**STUDY TEXT**
China battles rare surge in violent crime incidents amid economic woes
China’s economic malaise is fueling social tensions that make people more likely to commit violent crimes out of anger or desperation, analysts say, after the country witnessed its deadliest massacre in a decade.
The country has experienced a spate of violent attacks this year, challenging Beijing’s proud reputation for public order and prompting online soul-searching about the state of society.
On Monday, a man plowed a car into crowds at a sports complex in the southern city of Zhuhai, killing 35 and wounding 43, according to official figures.
It followed a string of similar crimes as China struggles to revive economic growth, keep people employed and boost confidence since it ended rigid COVID curbs in late 2022.
“The recent spate of violent attacks in China is a reflection of its worsening social and macroeconomic conditions,” said Hanzhang Liu, an assistant professor of political studies at Pitzer College in the United States.
“Although these incidents are sporadic in nature, the increasing frequency at which they happen does suggest that more people in China are suffering from hardships and desperation that they have not previously experienced,” she told AFP.
Signs of economic distress have multiplied in China in recent years, from capital flight and emigration to rising joblessness, anger at expensive housing and childcare, and youth cultures glorifying low expectations and rejecting the rat race.
Lynette Ong, distinguished professor of Chinese politics at Canada’s University of Toronto and senior fellow at the Asia Society, said violent attacks were the “negative side of the same coin.”
“These are symptoms of a society with a lot of pent-up grievances,” Ong told AFP. “Some people resort to giving up. Others, if they’re angry, want to take revenge.”
The problem was “very new to China,” she said, adding that the country may be tipping “towards a different type of society, an uglier society.”
New threats
Police said initial enquiries showed the perpetrator of Monday’s rampage was a 62-year-old man “dissatisfied” with a divorce settlement.

**INFORMATION GIVEN**
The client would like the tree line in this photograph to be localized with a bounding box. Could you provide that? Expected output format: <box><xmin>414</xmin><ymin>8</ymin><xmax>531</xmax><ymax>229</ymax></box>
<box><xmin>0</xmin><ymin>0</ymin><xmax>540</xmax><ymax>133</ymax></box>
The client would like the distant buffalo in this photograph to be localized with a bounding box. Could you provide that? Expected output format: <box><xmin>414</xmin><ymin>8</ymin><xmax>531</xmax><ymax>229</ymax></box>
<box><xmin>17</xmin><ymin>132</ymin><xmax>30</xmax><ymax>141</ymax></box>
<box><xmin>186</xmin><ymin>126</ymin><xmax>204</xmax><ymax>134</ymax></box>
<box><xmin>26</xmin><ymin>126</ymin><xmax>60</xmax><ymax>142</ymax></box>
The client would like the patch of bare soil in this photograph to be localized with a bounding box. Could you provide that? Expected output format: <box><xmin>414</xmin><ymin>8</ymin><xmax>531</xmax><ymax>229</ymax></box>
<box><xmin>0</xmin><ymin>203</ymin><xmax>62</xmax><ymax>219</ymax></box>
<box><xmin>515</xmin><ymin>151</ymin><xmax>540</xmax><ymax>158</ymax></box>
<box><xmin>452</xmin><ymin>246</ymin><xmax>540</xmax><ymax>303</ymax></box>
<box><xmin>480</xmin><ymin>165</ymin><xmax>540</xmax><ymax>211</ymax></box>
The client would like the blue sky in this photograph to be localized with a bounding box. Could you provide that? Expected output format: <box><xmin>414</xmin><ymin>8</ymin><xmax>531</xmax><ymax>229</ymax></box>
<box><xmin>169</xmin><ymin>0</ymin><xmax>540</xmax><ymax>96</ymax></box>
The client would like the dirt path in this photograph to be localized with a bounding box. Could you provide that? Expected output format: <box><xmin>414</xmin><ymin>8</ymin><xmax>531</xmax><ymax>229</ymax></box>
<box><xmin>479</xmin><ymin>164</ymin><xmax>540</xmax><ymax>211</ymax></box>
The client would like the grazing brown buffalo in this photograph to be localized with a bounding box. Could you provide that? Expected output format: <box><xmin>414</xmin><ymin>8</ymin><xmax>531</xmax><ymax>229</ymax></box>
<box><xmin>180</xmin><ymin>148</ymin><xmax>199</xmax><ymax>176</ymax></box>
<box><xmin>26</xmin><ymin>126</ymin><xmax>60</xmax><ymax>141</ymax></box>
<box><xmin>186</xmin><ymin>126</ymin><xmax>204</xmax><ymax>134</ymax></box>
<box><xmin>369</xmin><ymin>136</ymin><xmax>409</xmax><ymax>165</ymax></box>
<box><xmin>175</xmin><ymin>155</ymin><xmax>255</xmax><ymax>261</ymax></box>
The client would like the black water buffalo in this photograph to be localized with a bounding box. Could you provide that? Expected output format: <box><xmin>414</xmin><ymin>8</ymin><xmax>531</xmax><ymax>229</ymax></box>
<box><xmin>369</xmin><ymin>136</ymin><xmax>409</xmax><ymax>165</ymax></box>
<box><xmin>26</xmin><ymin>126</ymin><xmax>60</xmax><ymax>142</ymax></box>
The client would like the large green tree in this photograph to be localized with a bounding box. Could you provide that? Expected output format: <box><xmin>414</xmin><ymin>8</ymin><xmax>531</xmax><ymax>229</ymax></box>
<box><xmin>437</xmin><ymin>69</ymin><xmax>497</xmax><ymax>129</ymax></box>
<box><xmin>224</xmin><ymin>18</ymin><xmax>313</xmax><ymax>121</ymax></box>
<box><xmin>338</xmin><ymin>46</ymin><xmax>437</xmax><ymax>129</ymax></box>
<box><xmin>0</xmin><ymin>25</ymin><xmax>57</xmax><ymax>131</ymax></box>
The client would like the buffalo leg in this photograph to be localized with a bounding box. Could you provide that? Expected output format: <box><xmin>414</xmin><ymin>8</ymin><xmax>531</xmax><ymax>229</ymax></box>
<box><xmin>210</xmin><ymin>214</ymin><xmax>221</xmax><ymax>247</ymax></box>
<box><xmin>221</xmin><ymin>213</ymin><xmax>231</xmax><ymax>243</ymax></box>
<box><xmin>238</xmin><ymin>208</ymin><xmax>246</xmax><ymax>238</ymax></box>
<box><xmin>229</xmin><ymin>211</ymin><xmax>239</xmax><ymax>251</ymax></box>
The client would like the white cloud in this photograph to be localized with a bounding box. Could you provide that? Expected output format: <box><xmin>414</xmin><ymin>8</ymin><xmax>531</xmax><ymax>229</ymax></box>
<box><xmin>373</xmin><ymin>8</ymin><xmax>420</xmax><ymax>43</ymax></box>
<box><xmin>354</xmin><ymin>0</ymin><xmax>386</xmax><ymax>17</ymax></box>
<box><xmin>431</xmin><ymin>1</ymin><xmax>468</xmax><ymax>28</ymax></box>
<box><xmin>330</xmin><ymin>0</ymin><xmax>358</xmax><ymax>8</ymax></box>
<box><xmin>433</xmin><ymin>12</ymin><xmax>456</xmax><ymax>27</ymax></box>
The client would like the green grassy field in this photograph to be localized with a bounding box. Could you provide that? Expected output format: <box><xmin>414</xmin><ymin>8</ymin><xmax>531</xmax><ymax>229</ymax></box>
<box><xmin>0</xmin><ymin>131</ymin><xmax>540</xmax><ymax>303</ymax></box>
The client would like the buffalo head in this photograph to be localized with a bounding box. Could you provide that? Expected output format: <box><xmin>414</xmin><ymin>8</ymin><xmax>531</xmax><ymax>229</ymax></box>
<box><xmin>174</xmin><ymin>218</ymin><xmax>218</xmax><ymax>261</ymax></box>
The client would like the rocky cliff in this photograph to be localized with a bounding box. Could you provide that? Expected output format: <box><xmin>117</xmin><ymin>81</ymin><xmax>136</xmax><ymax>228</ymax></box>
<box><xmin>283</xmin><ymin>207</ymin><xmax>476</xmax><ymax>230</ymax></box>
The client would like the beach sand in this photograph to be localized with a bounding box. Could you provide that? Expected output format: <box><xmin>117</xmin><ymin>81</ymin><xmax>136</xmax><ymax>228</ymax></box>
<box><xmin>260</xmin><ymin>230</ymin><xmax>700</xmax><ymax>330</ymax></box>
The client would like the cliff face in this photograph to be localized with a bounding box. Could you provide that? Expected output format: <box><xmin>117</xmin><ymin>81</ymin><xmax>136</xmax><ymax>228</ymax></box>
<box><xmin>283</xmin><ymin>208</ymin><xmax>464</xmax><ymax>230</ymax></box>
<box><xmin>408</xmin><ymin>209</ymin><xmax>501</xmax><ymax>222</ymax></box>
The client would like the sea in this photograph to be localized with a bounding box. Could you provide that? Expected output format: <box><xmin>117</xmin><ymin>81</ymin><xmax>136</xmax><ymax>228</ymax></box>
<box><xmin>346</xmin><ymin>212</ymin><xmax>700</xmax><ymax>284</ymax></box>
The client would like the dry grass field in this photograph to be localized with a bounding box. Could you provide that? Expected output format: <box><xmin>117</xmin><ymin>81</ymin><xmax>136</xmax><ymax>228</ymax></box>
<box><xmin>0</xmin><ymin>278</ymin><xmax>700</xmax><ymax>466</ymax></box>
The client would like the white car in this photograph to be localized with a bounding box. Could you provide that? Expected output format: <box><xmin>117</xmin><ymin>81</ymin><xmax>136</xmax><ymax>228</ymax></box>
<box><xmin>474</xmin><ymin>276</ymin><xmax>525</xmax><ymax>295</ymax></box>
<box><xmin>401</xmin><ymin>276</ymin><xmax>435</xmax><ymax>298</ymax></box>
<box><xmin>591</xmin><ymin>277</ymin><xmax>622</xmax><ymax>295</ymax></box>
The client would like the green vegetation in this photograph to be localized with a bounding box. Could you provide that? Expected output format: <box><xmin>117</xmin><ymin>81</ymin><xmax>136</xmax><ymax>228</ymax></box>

**LIST OF TASKS**
[1] Which signs of economic distress in China does the article on violent crime list?
[2] Print the stretch of the violent crime article from "It followed a" through "in late 2022.".
The items on this page come from a separate source, not from the article.

**EXPECTED OUTPUTS**
[1]
- capital flight
- emigration
- rising joblessness
- anger at expensive housing and childcare
- youth cultures glorifying low expectations and rejecting the rat race

[2]
It followed a string of similar crimes as China struggles to revive economic growth, keep people employed and boost confidence since it ended rigid COVID curbs in late 2022.